Point-per-instance localization data:
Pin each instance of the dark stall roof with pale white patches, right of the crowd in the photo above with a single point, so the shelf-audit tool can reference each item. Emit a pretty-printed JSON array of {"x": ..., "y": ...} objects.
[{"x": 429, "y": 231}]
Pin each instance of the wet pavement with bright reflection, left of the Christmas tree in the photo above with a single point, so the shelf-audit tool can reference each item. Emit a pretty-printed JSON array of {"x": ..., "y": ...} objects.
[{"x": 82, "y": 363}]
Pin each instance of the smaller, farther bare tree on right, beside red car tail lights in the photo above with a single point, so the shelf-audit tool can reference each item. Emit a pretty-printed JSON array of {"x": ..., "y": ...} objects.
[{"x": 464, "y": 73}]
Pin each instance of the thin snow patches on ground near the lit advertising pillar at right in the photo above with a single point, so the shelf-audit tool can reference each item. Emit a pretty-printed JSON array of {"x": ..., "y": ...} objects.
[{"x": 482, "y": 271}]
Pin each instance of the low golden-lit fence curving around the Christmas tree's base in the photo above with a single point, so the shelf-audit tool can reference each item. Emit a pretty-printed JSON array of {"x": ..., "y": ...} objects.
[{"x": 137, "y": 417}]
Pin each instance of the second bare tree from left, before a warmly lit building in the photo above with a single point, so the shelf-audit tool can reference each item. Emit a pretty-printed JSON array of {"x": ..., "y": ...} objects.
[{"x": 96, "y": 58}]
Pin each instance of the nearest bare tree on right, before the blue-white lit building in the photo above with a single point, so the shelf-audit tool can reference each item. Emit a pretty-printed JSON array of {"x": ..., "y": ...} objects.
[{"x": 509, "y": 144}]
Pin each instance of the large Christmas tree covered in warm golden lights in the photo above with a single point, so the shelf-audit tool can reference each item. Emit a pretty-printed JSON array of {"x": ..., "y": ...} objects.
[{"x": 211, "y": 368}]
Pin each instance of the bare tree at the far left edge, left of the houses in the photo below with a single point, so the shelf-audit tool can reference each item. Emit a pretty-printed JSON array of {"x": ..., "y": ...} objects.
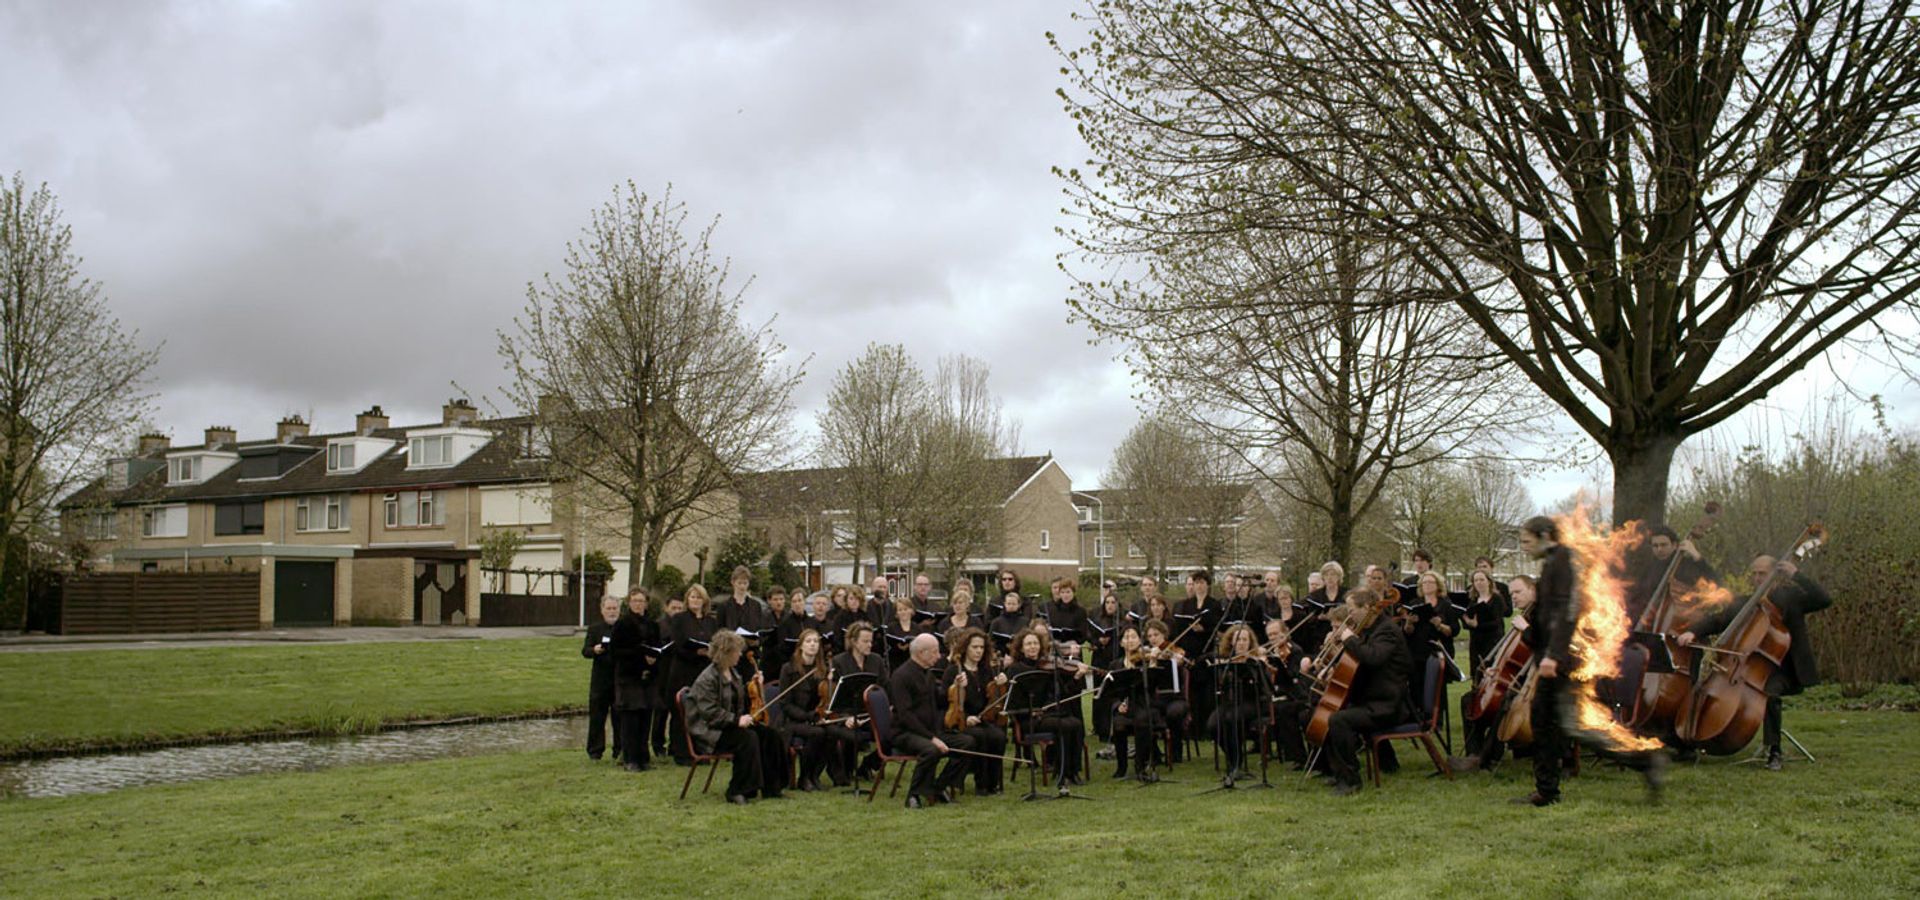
[{"x": 74, "y": 385}]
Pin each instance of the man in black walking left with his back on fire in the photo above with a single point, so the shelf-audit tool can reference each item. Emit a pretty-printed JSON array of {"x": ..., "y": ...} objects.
[{"x": 1577, "y": 632}]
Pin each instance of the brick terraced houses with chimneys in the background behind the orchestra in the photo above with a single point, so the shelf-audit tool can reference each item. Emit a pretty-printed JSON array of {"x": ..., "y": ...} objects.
[{"x": 383, "y": 525}]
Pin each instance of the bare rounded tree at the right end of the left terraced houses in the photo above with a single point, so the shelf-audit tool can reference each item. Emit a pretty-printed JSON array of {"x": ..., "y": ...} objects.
[{"x": 650, "y": 385}]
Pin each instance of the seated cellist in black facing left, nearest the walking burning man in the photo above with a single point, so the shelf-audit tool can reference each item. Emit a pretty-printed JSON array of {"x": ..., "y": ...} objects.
[{"x": 1380, "y": 694}]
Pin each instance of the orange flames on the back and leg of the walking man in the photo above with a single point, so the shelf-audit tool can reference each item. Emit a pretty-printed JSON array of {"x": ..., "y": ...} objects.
[{"x": 1602, "y": 628}]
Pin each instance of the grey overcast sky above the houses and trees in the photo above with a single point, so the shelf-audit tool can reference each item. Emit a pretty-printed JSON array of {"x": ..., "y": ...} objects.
[{"x": 331, "y": 204}]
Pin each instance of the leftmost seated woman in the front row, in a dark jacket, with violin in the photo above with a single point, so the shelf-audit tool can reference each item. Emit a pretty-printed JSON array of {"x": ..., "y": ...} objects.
[{"x": 719, "y": 722}]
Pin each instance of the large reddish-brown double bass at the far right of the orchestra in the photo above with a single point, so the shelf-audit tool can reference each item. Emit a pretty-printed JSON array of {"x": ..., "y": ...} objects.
[{"x": 1729, "y": 698}]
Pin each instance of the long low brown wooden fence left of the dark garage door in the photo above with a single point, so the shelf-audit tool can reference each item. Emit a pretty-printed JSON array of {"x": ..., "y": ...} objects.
[{"x": 160, "y": 602}]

• _YOUR GOAL_:
Print every line of the data exactly. Pictures do not belong in the copy.

• _EXERCISE RESULT_:
Pin each instance of the dark stall roof with pale white patches, right of the crowd in the photo above with a single point, so the shelf-audit tool can reference each item. Emit a pretty-printed JSON array of {"x": ..., "y": ...} objects.
[{"x": 429, "y": 231}]
Pin each instance of the wet pavement with bright reflection, left of the Christmas tree in the photo above with a single point, so the shelf-audit tool can reference each item. Emit a pretty-printed JSON array of {"x": ..., "y": ...} objects.
[{"x": 82, "y": 363}]
Pin each instance of the smaller, farther bare tree on right, beside red car tail lights in the photo above with a single point, so the shelf-audit tool can reference each item. Emit a pretty-printed JSON array of {"x": ..., "y": ...} objects.
[{"x": 464, "y": 73}]
Pin each instance of the thin snow patches on ground near the lit advertising pillar at right in the photo above with a single point, so the shelf-audit tool can reference each item. Emit a pretty-printed JSON array of {"x": ..., "y": ...} objects.
[{"x": 482, "y": 271}]
Pin each instance of the low golden-lit fence curving around the Christmas tree's base in the photo above with a single point, so the shelf-audit tool can reference each item. Emit a pretty-printed JSON array of {"x": ..., "y": ...} objects.
[{"x": 137, "y": 417}]
Pin each instance of the second bare tree from left, before a warmly lit building in the photo above with a single point, so the shelf-audit tool can reference each item. Emit a pretty-printed JSON array of {"x": ..., "y": ...} objects.
[{"x": 96, "y": 58}]
Pin each instance of the nearest bare tree on right, before the blue-white lit building in the photo above with a single point, so the shelf-audit tool can reference each item. Emit a pretty-printed JSON array of {"x": ..., "y": ...} objects.
[{"x": 509, "y": 144}]
Pin each instance of the large Christmas tree covered in warm golden lights in the photo above with a single point, so the shelf-audit tool can reference each item. Emit a pretty-printed JSON array of {"x": ..., "y": ...} objects.
[{"x": 211, "y": 368}]
Pin each instance of the bare tree at the far left edge, left of the houses in the photo below with a single point, so the shelf-audit tool can reference each item. Emit a pretty-printed JSON array of {"x": ..., "y": ...} objects.
[{"x": 74, "y": 385}]
Pin each instance of the man in black walking left with his back on fire in the photo above with a single point, so the shelf-audit tool can reference each item. Emit a pretty-printed JSON array of {"x": ..., "y": ...} objects.
[{"x": 1577, "y": 632}]
Pin each instance of the brick terraced houses with chimneys in the background behind the orchestra in the photo above with a single point, so the shelf-audit tool can reference each item. Emit a pretty-printed JSON array of {"x": ..., "y": ...} objects.
[{"x": 383, "y": 525}]
Pin each instance of the bare rounded tree at the right end of the left terraced houses in the photo above with a single point, so the shelf-audit tool can reference each item. Emit a pretty-printed JSON array of {"x": ..., "y": ...} objects.
[{"x": 650, "y": 385}]
Pin each instance of the seated cellist in black facing left, nearest the walking burning man in the photo above with a single point, so the shelf-audit tool can reference each item. Emit a pretty-printed JSON array of {"x": ..., "y": ...} objects.
[{"x": 1380, "y": 694}]
Pin each instance of the orange flames on the back and leg of the walking man in the photo above with a single point, so the shelf-audit tool can reference each item. Emit a pretty-printed JSON array of {"x": ..., "y": ...} objects.
[{"x": 1602, "y": 628}]
Pin each instance of the grey overcast sky above the houses and trees in the photo above with a single point, so the shelf-audit tool can reference each item. Emit a pretty-printed JSON array of {"x": ..., "y": ...} objects.
[{"x": 331, "y": 204}]
Pin each instance of the leftmost seated woman in the front row, in a dark jacket, with violin in the photo above with a single point, so the shelf-audit tool can reference each item. Emit a pretty-printed JSON array of {"x": ..., "y": ...} objects.
[{"x": 719, "y": 722}]
Pin each instance of the large reddish-brown double bass at the far right of the orchestra in the photo above with a single point, so the shelf-audit tool can reference each item. Emit a pretty-printed JSON array of {"x": ..., "y": ...} objects.
[{"x": 1729, "y": 698}]
Pin each instance of the long low brown wooden fence left of the dark garage door in the photo above with a single point, so the shelf-audit tool can reference each item. Emit a pretty-printed JSON array of {"x": ..., "y": ...} objects.
[{"x": 160, "y": 602}]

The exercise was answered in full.